SELECTED EXTRACT Block Start

Clinical decision-making based on minimal residual disease (MRD) may be associated with improved therapy satisfaction and optimized post-remission treatment for patients with intermediate-risk acute myeloid leukemia (IR-AML), according to findings from a study published in JAMA Network Open.
Patients who were treated with chemotherapy (HR, 0.35; 95% CI, 0.14-0.90), as well as those who were treated with autologous stem cell transplant (HR, 0.07; 95% CI, 0.01-0.58; P = .01) had better graft-versus-host disease, relapse-free survival (GRFS). Patients who were MRD positive after 1 course of chemotherapy but were MRD negative after 2 to 3 courses, and those who underwent autologous (HR, 0.08; 95% CI, 0.02-0.24; P <.001) and allogenic stem cell transplant (HR, 0.25; 95% CI, 0.08-0.78; P = .01) had a lower cumulative incidence of relapse vs chemotherapy alone. Additionally, better leukemia-free survival (LFS; autologous: HR, 0.26; 95% CI, 0.10-0.64; P = .004; allogenic: HR, 0.21; 95% CI, 0.09-0.46; P <.001), and overall survival (OS; autologous: HR, 0.22; 95% CI, 0.08-0.64; P = .005; allogenic: HR, 0.25; 95% CI, 0.11-0.59; P = .001) were lower among those who also received stem cell transplant vs chemotherapy alone.
“It remains a challenge for practitioners to choose the optimal [post-remission treatment] for patients with IR-AML because different conclusions have been drawn in previous reports. On the one hand, some studies have suggested that patients with IR-AML might benefit from [allogenic-stem cell transplant]. For instance, [matched sibling donors stem cell transplants] or matched unrelated donor [stem cell transplant] might be superior to chemotherapy or auto-[stem cell transplant]. In addition, some investigators have reported that haploidentical donor–[stem cell transplant] also achieved more favorable survival outcomes than chemotherapy or auto-[stem cell transplant] owing to significantly lower cumulative incidence of relapse and acceptable transplant-related mortality,” the authors wrote.
The registry-based cohort study examined patients with de novo AML who were either intermediate risk, CR1, or between the ages of 14 to 60 years. Patients who had been diagnosed with acute promyelocytic leukemia, had an NPM1 variant with a FLT3 internal tandem duplication, did not achieve a complete response (CR) after 2 cycles of induction chemotherapy, had less than 3 cycles of consolidation chemotherapy, and lacked MRD parameters were not eligible to enroll on the study.

SELECTED EXTRACT Block End
RAW DATA Block Start

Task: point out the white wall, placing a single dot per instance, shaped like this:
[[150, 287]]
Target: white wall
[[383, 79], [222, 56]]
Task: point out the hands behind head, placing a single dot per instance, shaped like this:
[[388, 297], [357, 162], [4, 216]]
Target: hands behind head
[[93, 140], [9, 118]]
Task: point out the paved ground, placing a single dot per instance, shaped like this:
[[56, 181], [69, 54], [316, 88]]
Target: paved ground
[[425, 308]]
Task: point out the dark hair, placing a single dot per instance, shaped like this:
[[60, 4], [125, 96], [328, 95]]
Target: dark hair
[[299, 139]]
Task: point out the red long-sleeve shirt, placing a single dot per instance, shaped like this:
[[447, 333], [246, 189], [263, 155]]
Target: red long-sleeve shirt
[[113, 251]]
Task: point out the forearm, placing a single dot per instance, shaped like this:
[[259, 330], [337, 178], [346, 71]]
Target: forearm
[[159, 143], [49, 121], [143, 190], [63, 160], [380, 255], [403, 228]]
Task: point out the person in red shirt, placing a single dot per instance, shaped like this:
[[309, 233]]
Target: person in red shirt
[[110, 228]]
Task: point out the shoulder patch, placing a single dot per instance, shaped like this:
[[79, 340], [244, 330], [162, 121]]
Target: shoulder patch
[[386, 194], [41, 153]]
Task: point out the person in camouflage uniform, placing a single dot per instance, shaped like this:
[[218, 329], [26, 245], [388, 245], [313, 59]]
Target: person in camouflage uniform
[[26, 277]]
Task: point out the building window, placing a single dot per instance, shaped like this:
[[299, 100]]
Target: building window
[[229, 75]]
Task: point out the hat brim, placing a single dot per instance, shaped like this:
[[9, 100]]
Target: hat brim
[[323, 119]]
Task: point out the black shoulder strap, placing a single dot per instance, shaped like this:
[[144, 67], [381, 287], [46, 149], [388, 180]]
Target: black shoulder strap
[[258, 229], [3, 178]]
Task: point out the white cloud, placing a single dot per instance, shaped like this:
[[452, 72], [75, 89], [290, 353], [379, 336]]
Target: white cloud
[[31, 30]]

RAW DATA Block End

> _WORK ITEM 1_: Summarize the excerpt on acute myeloid leukemia in two sentences.
> _WORK ITEM 2_:
Does the excerpt on acute myeloid leukemia support each statement below? Answer yes or no for each, and quote the words from the excerpt that decide it.
(a) The study appeared in JAMA Network Open.
(b) The authors say earlier reports all reached the same conclusion about post-remission treatment for IR-AML.
(c) The study was a registry-based cohort study.
> _WORK ITEM 3_: Write the next part of the excerpt on acute myeloid leukemia, picking up after its last sentence.

> _ANSWER BOX 1_: According to a registry-based cohort study published in JAMA Network Open, clinical decision-making based on minimal residual disease (MRD) may be associated with improved therapy satisfaction and optimized post-remission treatment for patients with intermediate-risk acute myeloid leukemia (IR-AML). The authors wrote that choosing the optimal post-remission treatment remains a challenge because previous reports drew different conclusions, and the study excluded patients such as those diagnosed with acute promyelocytic leukemia or without a complete response after 2 cycles of induction chemotherapy.

> _ANSWER BOX 2_:
(a) Yes: "according to findings from a study published in JAMA Network Open."
(b) No: "different conclusions have been drawn in previous reports."
(c) Yes: "The registry-based cohort study examined patients with de novo AML."

> _ANSWER BOX 3_:
Induction chemotherapy regimens generally included 60 mg/m2 of daunorubicin hydrochloride or 10 to 12 mg/m2 of idarubicin hydrochloride on days 1 through 3, as well as cytarabine (200 mg/m2) once per day for 1 week. Those who were not able to achieve a CR following first induction chemotherapy received a second induction regimen that included 60 mg/m2 of daunorubicin hydrochloride or 10 mg/m2 of idarubicin hydrochloride on days 1 through 3 and 2.0 g/m2 of cytarabine twice daily on days 1 to 3; some patients also received the first induction regimen a second time. After achieving a CR, patients received 4 courses of treatment with consolidation cytarabine, 3 courses of chemotherapy, and autologous transplant or 2 courses of chemotherapy followed by allogenic transplant based on MRD status and available of donors.
The primary end points of the trial included relapse, survival, and transplant-related mortality.
A total of 549 patients were included on the study, 154 of whom were allocated to the chemotherapy arm, 116 to the autologous transplant arm, and 279 to the allogenic transplant arm.
Additional findings indicated that autologous stem cell transplant yielded an improved GRFS over allogenic stem cell transplant (HR, 0.45; 95% CI, 0.21-0.98; P = .04). Patients who were positive for MRD following 1 to 2 courses of chemotherapy but MRD negative after 3 and underwent treatment with allogenic transplant experienced a superior cumulative incidence of relapse (HR, 0.10; 95% CI, 0.06-0.94; P = .04) and LFS (HR, 0.18; 95% CI, 0.05-0.68; P = .01) vs chemotherapy alone. However, investigators did not identify an advantage in cumulative incidence of relapse (HR, 0.15; 95% CI, 0.02-1.42; P = .10) and LFS (HR, 0.23; 95% CI, 0.05-1.08; P = .06) compared with autologous stem cell transplant.
Those who tested positive for MRD following 3 courses of treatment with chemotherapy followed by autologous stem cell transplant appeared to have superior incidence of relapse (HR, 0.16; 95% CI, 0.08-0.33; P <.001), LFS (HR, 0.19; 95% CI, 0.10-0.35; P <.001), OS (HR, 0.29; 95% CI, 0.15-0.55; P <.001) compared with chemotherapy, as well as autologous transplant (relapse: HR, 0.25; 05% CI, 0.12-0.53; P <.001; LFS: HR, 0.35; 95% CI, 0.18-0.73; P = .004; OS: HR, 0.54; 95% CI, 0.26-0.94; P = .04). Additionally, among those with recurrent MRD, allogenic stem cell transplant was associated with cumulative incidence of relapse (HR, 0.12; 95% CI, 0.04-0.33; P <.001), LFS (HR, 0.24; 95% CI, 0.10-0.56; P = .001) and OS (HR, 0.31; 95% CI, 0.13-0.75; P = .01) compared with both chemotherapy and autologous transplant (relapse: HR, 0.28; 95% CI, 0.9-0.81; P = .02; LFS: HR, 0.20; 95% CI, 0.12-0.76; P = .01; OS: HR, 0.26; 95% CI, 0.10-0.70; P = .007).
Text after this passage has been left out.